Reproduce exactly the lines from the one containing "Keypoint placement rule: for each instance of the window, put" through the last line of the records below, both included, and nothing else.

-- Start of Recorded data --

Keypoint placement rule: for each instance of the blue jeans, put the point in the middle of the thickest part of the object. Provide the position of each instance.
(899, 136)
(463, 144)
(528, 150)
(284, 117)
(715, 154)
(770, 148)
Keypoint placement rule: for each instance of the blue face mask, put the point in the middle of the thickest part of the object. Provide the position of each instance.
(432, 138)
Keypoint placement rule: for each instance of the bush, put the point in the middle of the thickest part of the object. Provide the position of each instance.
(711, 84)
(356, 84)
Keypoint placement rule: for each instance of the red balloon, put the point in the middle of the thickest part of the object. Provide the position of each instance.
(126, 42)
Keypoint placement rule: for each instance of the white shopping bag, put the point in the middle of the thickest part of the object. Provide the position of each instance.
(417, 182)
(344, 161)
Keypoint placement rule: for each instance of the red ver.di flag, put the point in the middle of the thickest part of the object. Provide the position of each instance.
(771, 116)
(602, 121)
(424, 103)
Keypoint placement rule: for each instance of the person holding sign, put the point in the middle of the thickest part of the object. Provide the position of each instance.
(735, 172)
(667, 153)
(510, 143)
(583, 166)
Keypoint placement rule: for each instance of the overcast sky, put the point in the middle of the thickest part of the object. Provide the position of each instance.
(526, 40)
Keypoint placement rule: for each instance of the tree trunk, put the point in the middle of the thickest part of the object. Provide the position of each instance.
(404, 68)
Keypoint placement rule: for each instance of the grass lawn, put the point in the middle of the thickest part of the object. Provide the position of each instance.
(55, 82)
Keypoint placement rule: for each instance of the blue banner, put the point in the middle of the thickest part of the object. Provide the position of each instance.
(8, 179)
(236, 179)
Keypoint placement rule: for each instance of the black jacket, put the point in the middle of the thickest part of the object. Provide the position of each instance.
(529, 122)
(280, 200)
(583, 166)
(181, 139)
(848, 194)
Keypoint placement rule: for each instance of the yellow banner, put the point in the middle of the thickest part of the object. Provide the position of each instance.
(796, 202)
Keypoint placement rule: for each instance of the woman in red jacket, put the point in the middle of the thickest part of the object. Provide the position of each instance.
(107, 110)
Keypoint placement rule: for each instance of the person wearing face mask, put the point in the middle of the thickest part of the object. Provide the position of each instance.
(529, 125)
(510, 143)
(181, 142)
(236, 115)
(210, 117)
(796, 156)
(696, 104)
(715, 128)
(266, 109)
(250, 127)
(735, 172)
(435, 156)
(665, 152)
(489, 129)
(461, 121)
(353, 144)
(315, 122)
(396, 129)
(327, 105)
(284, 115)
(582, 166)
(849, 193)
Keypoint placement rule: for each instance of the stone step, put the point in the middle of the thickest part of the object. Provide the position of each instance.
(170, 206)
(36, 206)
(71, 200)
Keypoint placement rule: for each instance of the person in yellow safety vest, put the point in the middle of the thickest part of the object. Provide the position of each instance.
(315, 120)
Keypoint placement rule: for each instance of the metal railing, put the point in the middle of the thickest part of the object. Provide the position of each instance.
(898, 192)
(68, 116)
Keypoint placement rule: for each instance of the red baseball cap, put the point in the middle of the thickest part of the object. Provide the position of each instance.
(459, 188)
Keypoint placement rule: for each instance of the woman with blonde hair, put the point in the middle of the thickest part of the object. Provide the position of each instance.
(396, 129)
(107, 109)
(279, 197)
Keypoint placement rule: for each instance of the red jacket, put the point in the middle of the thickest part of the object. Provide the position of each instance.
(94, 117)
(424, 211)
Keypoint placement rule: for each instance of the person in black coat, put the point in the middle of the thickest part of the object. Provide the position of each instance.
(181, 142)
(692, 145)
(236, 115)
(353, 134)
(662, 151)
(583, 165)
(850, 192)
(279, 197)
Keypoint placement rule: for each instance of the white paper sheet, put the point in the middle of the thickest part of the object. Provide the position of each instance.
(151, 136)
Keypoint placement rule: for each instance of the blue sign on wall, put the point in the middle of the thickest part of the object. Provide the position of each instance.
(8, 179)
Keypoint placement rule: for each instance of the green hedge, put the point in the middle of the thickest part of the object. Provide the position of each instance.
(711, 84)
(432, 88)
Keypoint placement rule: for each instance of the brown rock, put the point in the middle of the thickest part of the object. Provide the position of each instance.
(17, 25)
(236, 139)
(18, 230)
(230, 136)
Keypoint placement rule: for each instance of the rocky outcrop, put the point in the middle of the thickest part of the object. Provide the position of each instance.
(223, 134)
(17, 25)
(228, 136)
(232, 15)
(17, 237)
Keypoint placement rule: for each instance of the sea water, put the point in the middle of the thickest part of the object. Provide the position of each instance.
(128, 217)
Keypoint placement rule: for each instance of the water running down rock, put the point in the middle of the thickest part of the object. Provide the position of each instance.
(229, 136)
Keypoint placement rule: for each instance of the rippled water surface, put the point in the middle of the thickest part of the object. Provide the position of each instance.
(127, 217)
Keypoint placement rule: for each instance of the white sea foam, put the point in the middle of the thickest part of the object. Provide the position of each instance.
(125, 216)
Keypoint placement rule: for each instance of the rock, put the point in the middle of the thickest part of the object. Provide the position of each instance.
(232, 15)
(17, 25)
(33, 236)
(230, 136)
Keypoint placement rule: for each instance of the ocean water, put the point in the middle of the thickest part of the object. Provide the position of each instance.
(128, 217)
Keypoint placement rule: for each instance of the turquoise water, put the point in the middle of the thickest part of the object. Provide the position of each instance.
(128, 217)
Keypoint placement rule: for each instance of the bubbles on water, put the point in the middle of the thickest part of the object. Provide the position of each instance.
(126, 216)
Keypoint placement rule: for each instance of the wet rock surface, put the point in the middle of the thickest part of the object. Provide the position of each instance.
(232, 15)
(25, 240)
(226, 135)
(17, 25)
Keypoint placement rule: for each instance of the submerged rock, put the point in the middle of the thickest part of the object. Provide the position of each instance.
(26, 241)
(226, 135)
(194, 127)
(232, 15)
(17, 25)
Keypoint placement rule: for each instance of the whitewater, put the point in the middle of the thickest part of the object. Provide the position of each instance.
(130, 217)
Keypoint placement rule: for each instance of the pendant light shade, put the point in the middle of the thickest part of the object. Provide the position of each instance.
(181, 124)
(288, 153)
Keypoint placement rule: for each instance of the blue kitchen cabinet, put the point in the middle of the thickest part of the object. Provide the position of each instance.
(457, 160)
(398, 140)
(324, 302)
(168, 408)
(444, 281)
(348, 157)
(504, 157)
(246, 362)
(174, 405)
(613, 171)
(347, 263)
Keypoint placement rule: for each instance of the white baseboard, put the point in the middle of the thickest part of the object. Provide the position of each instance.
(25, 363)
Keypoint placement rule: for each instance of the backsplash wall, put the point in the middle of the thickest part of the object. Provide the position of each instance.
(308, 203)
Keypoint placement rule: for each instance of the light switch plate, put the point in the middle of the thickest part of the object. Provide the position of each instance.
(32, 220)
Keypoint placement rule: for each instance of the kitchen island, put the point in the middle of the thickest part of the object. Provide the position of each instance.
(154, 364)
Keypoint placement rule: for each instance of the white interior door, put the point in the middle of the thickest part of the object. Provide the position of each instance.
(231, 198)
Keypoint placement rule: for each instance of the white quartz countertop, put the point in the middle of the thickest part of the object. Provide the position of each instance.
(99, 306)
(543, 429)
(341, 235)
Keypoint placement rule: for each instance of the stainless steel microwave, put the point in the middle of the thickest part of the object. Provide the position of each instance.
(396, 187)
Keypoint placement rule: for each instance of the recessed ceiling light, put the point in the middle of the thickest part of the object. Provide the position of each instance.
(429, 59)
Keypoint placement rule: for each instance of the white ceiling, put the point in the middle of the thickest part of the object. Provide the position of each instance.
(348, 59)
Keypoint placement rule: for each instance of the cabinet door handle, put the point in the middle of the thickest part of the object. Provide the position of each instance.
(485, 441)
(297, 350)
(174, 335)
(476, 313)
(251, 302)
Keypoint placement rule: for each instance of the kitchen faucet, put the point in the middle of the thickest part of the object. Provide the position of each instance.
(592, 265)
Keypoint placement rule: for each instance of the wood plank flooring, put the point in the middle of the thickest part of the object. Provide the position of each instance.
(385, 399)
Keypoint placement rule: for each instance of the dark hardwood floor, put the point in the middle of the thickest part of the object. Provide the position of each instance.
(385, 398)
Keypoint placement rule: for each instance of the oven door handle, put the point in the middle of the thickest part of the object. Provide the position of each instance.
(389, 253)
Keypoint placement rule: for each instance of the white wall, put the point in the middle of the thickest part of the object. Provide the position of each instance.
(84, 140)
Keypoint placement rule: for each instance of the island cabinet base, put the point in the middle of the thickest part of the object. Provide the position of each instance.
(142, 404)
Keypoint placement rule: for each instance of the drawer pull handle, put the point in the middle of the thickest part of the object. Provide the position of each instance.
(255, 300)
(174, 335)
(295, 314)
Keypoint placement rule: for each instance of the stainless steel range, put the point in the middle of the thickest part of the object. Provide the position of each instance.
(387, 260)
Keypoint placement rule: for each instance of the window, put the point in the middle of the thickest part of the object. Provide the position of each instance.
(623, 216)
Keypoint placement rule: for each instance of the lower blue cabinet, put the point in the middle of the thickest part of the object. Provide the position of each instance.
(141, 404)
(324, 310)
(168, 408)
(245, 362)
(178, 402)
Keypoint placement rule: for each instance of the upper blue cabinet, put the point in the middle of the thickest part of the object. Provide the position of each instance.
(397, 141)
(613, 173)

-- End of Recorded data --

-- The result --
Keypoint placement rule: for each instance of the window, put the point in the middle of the thickest part of the object. Provide the position of each instance.
(623, 216)
Keypoint placement rule: for each instance of the lower blue cabinet, put the point in the middle of the thickest part of the object. Provide the position of each instance.
(141, 404)
(324, 310)
(168, 408)
(245, 362)
(178, 402)
Keypoint placement rule: for each instance of the upper blue cabinet, put the point in the middle of the thickest part of the object. Provide the position of each instance.
(397, 141)
(613, 173)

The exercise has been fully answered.